*Description of the task*
Repeat the listing in full, word for word.

*Data entries*
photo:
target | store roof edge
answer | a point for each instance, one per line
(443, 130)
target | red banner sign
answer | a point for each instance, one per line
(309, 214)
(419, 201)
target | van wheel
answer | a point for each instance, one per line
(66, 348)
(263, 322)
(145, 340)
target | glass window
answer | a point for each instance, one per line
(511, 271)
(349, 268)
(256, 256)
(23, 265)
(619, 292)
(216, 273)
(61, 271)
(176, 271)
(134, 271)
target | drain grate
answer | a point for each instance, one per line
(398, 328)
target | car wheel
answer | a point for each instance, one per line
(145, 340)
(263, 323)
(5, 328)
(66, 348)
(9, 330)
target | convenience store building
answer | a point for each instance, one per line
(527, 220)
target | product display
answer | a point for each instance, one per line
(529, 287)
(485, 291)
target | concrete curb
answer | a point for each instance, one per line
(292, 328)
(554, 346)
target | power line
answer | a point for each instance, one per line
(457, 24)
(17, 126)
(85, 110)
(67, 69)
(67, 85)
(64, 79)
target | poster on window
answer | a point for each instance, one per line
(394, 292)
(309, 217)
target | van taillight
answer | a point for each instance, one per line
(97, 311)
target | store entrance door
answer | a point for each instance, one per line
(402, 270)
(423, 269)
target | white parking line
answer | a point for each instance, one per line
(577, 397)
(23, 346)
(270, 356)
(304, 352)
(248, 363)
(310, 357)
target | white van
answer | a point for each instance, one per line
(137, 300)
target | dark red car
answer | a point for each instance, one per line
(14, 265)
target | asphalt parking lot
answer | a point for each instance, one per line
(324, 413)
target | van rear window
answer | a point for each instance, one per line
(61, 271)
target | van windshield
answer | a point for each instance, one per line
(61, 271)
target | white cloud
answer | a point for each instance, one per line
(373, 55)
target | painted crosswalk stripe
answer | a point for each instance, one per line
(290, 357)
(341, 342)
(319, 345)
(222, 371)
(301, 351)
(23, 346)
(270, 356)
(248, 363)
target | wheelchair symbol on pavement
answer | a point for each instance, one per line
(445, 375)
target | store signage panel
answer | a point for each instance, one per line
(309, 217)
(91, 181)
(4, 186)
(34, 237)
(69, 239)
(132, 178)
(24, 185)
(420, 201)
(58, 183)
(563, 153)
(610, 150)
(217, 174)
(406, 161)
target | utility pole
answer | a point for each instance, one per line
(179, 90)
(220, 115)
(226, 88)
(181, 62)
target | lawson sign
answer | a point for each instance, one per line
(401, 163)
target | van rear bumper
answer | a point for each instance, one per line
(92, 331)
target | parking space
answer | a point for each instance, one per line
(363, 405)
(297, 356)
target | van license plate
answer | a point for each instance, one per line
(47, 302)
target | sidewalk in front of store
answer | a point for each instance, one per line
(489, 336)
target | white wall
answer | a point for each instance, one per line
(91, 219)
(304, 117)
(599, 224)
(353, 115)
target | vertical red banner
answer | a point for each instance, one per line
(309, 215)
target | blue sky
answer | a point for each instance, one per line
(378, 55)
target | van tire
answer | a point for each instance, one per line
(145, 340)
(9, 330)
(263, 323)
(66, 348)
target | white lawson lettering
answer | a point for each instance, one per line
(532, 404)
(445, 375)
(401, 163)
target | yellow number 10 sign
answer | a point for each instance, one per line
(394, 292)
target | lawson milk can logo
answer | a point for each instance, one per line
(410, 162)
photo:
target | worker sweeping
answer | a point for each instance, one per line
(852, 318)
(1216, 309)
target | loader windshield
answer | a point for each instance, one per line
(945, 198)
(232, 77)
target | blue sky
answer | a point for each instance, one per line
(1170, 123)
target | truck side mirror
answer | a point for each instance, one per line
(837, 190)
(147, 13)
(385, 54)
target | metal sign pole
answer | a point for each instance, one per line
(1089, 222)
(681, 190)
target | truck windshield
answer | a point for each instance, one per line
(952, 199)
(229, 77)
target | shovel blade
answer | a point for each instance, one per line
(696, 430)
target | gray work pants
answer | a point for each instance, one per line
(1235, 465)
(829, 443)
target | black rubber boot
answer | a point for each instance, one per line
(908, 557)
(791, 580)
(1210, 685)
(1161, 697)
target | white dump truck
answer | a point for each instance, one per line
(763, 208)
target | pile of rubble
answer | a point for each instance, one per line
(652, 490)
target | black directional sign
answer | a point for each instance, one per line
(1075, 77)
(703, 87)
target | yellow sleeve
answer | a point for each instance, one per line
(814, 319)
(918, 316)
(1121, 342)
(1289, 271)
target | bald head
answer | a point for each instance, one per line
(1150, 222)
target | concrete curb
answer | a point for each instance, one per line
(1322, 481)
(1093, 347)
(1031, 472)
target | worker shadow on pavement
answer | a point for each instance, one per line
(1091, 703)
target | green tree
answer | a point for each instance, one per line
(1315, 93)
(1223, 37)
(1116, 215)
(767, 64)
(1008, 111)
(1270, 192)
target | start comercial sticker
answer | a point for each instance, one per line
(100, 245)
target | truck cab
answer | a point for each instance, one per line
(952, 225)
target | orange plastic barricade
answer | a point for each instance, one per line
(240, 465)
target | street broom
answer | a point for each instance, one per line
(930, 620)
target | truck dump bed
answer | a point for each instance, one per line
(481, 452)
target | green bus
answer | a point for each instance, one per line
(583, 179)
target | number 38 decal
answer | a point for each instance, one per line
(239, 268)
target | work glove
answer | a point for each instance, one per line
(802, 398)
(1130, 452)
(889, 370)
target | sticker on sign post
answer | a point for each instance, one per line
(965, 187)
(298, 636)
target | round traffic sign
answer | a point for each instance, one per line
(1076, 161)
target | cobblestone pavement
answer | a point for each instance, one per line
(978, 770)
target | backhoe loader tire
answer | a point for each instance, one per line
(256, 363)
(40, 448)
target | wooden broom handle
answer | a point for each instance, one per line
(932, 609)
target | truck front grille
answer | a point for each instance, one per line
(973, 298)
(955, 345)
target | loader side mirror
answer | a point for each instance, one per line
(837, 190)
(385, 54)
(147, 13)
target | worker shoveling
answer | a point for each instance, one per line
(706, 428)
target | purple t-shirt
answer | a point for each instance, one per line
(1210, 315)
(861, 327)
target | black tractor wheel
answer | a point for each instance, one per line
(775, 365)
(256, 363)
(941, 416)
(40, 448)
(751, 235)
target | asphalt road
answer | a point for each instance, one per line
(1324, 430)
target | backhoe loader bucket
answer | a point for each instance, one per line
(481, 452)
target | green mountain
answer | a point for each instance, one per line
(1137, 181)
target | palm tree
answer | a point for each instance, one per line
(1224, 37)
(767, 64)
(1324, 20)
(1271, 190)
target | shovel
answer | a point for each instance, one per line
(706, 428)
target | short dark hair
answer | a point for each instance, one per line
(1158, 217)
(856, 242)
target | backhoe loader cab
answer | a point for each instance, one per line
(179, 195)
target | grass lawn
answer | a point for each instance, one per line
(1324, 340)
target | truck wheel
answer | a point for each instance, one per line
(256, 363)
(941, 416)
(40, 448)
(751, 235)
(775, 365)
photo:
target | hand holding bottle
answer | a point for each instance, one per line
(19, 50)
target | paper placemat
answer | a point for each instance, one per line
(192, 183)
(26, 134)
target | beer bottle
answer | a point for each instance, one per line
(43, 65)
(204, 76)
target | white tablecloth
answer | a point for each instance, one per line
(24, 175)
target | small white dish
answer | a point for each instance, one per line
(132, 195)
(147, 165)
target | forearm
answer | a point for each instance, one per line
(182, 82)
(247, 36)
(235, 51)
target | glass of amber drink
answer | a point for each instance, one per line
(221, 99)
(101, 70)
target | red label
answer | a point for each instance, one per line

*Complete answer*
photo:
target | store roof edge
answer | a point for each instance, one per line
(443, 130)
target | red banner sign
answer | a point for each instance, one per line
(309, 214)
(419, 201)
target | van wheel
answer | a point for each instance, one per line
(66, 348)
(263, 322)
(145, 340)
target | glass window
answer | a point for each instance, one per line
(511, 271)
(349, 268)
(256, 256)
(23, 265)
(619, 292)
(216, 273)
(61, 271)
(176, 271)
(134, 271)
target | drain grate
answer | a point for each instance, one per line
(398, 328)
target | car wheel
answer | a point for each instance, one per line
(145, 340)
(263, 323)
(5, 328)
(66, 348)
(9, 330)
target | convenience store building
answer | a point for each instance, one per line
(527, 220)
target | product display
answer | a point for each instance, one per line
(529, 287)
(485, 291)
target | concrete curb
answer | a point for each instance, one per line
(292, 328)
(554, 346)
target | power line
answer | a point for each instance, one per line
(457, 24)
(17, 126)
(85, 110)
(67, 69)
(67, 85)
(64, 79)
target | poster on window
answer | a point for each instance, one per line
(394, 292)
(309, 217)
target | van taillight
answer | a point for each instance, one per line
(97, 311)
target | store entrance door
answer | a point for each instance, one per line
(402, 270)
(423, 269)
target | white parking line
answer | a point for each instance, one per line
(577, 397)
(23, 346)
(270, 356)
(304, 352)
(248, 363)
(310, 357)
target | white van
answer | a point for each instance, one per line
(137, 300)
target | dark red car
answer | a point for each instance, one per line
(14, 265)
target | asphalt parking lot
answer | a point for each instance, one per line
(324, 413)
target | van rear window
answer | a point for each instance, one per line
(61, 271)
target | van windshield
answer | a point for each instance, one per line
(61, 271)
target | white cloud
answer | a point for each instance, one per line
(373, 55)
target | painted crosswalk stripe
answer | a point for each instance, one per line
(290, 357)
(341, 342)
(319, 345)
(222, 371)
(301, 351)
(23, 346)
(270, 356)
(248, 363)
target | wheelchair symbol on pavement
answer | a point for each instance, one per line
(445, 375)
target | store signage panel
answer | a point for each instance, one per line
(309, 217)
(91, 181)
(4, 186)
(34, 237)
(69, 239)
(132, 178)
(24, 185)
(420, 201)
(58, 183)
(563, 153)
(610, 150)
(217, 174)
(406, 161)
target | utility pole
answer | a point for each instance, one per line
(179, 90)
(220, 115)
(226, 88)
(181, 62)
target | lawson sign
answer | a point for each instance, one per line
(401, 163)
target | van rear bumper
answer | a point for each instance, one per line
(92, 331)
target | parking space
answer | a point for each instance, one per line
(363, 405)
(297, 356)
target | van license plate
answer | a point for each instance, one per line
(47, 302)
target | sidewalk in front of store
answer | a point for each instance, one per line
(489, 336)
target | white wall
answer | a point for each instance, one per line
(91, 219)
(304, 117)
(599, 224)
(353, 115)
target | vertical red banner
answer | a point for each instance, one per line
(309, 215)
target | blue sky
answer | a point for each instance, one per line
(378, 55)
target | van tire
answer | a point for each instance, one per line
(145, 340)
(9, 330)
(263, 323)
(66, 348)
target | white lawson lettering
answer | a point for each instance, one per line
(532, 404)
(445, 375)
(401, 163)
target | yellow number 10 sign
answer | a point for each instance, one per line
(394, 292)
target | lawson milk can logo
answer | a point for each instance, one per line
(410, 162)
photo:
target | worker sweeping
answer | a point for each instance, one per line
(852, 318)
(1216, 309)
target | loader windshield
answer | a point for each instance, one per line
(945, 198)
(232, 77)
target | blue sky
answer | a point for each instance, one per line
(1170, 123)
target | truck side mirror
answer | a point for each instance, one per line
(837, 190)
(147, 13)
(385, 54)
target | metal sign pole
answer | a point for each instance, one per line
(1089, 222)
(681, 190)
target | truck windshield
answer | a point for each instance, one per line
(952, 199)
(229, 77)
target | shovel blade
answer | a point for each instance, one per line
(696, 430)
target | gray work pants
answer | a point for each instance, one per line
(1235, 465)
(829, 443)
target | black rubber boot
answer | a point for each instance, one per line
(908, 557)
(791, 580)
(1210, 685)
(1161, 697)
target | white dump truck
answer | a point for each instance, one per line
(763, 208)
target | pile of rubble
answer | a point for each instance, one per line
(652, 490)
target | black directional sign
answer | a point for each instance, one per line
(1075, 77)
(703, 87)
target | yellow sleeve
answer | a point for each instance, one per line
(814, 319)
(918, 316)
(1121, 342)
(1289, 271)
target | bald head
answer | a point for each instance, one per line
(1150, 222)
target | concrete curb
answer | a point for each instance, one per line
(1322, 481)
(1093, 347)
(1031, 472)
target | worker shadow on pavement
answer | a point for each instance, one per line
(1091, 703)
target | green tree
answer | a point for each instance, one per line
(1315, 93)
(1223, 37)
(1116, 215)
(767, 64)
(1008, 111)
(1270, 192)
target | start comercial sticker
answer | a point for each instance, one per line
(100, 245)
target | truck cab
answer | a point for each instance, one per line
(952, 225)
target | orange plastic barricade
answer | a point for each instance, one per line
(240, 465)
target | street broom
answer | a point for each instance, one per line
(930, 620)
target | truck dump bed
answer | a point for each instance, one per line
(481, 452)
target | green bus
answer | a point for each instance, one per line
(583, 179)
target | number 38 decal
answer | a point for each instance, one per line
(239, 268)
target | work glove
answer | a point for each instance, one per line
(802, 398)
(1130, 452)
(889, 370)
target | sticker on sign post
answer | a point for each instance, one per line
(965, 187)
(298, 636)
target | round traffic sign
answer | a point for each instance, one per line
(1076, 161)
target | cobblestone pavement
answer | a point for each instance, one per line
(978, 770)
target | backhoe loader tire
answer | a point for each instance, one per line
(256, 363)
(40, 448)
target | wooden broom handle
answer | a point for each instance, one per line
(932, 609)
target | truck front grille
answer | a point for each instance, one per line
(973, 298)
(955, 345)
target | loader side mirror
answer | a point for each instance, one per line
(837, 190)
(385, 54)
(147, 13)
target | worker shoveling
answer | a point for each instance, one per line
(706, 428)
target | purple t-shirt
answer | a point for each instance, one per line
(1210, 315)
(861, 327)
target | black tractor wheel
answer | a point for each instance, one per line
(775, 365)
(256, 363)
(941, 416)
(40, 448)
(751, 235)
target | asphalt road
answer | a point for each instance, one per line
(1324, 430)
target | backhoe loader bucket
answer | a point for each instance, one per line
(481, 452)
target | green mountain
answer | a point for each instance, one per line
(1137, 181)
target | palm tree
answer | a point for each instance, one per line
(1224, 37)
(767, 64)
(1324, 20)
(1271, 190)
target | shovel
answer | a point for each instance, one per line
(706, 428)
target | short dark hair
answer | a point for each instance, one per line
(1158, 217)
(856, 242)
target | backhoe loader cab
answer | a point for each instance, one per line
(179, 195)
target | grass lawn
answer | a point for each instance, one per line
(1324, 340)
target | truck wheel
answer | a point for each instance, one per line
(256, 363)
(941, 416)
(40, 448)
(751, 235)
(775, 365)
photo:
target | hand holding bottle
answer | a point for each instance, one per line
(19, 50)
target | paper placemat
answer | a point for each instance, one per line
(192, 183)
(26, 134)
target | beer bottle
answer | a point for each instance, one per line
(43, 65)
(204, 76)
target | white tablecloth
answer | a point for each instance, one per line
(24, 175)
target | small white dish
answer | a point for each instance, one per line
(132, 195)
(147, 165)
target | forearm
answer | a point for each instance, one per line
(182, 82)
(247, 36)
(235, 51)
target | glass of amber drink
answer | a point for each instance, one per line
(221, 99)
(101, 70)
target | red label
answer | a point for each instance, one per line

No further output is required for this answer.